◆ **MATERIALS PROVIDED**
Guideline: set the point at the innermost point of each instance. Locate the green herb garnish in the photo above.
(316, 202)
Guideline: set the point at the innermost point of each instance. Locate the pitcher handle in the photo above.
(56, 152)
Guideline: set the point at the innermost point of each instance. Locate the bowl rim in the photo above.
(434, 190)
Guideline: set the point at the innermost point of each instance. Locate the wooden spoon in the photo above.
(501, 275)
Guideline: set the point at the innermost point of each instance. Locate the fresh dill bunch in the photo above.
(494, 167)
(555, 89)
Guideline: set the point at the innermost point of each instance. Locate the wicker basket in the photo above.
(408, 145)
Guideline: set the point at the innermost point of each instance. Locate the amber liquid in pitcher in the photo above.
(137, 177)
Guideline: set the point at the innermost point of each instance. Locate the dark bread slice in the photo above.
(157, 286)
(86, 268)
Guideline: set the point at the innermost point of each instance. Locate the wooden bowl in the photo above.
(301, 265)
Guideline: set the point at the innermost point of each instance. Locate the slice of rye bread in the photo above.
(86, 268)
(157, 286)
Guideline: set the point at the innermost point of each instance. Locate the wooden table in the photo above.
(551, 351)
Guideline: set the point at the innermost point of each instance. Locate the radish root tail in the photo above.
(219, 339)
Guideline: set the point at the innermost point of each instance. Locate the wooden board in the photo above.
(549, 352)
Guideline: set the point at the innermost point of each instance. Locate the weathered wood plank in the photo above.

◆ **AIM OF THE TASK**
Return the records above in their entirety, exactly as they appear.

◆ **RESPONSE AREA**
Guideline: set the point at the innermost point of each instance. Locate the green herb garnish in the photo above.
(316, 202)
Guideline: set the point at the innermost point of each instance. Locate the pitcher handle in the photo above.
(56, 152)
Guideline: set the point at the innermost point of each instance. Locate the bowl rim in the photo above.
(434, 190)
Guideline: set the point at the innermost point of each instance. Locate the wooden spoon in the photo above.
(501, 275)
Guideline: set the point at the innermost point of each instance. Locate the fresh dill bunch in the photo above.
(494, 167)
(555, 89)
Guideline: set the point at the innermost point of each instance. Locate the wicker basket in the photo above.
(408, 145)
Guideline: set the point at the innermost point of each instance. Locate the amber liquid in pitcher in the photo above.
(137, 177)
Guideline: set the point at the innermost point of each instance. Locate the dark bread slice in the photo above.
(157, 286)
(86, 268)
Guideline: set the point at the innermost point of each instance. Locate the wooden bowl in the photo above.
(301, 265)
Guideline: set the point at the innermost point of each instance. Locate the slice of rye bread in the photo above.
(86, 268)
(157, 286)
Guideline: set the point at the innermost point of each instance. Locate the wooden table in the photo above.
(551, 351)
Guideline: set the point at the innermost point of each instance. Locate the radish root tail in the photo above.
(219, 339)
Guideline: set the point at the innermost point of each instance. Locate the wooden board in the photo above.
(549, 352)
Guideline: set the point at the innermost point of each instance. Locate the weathered wood plank in the photo above.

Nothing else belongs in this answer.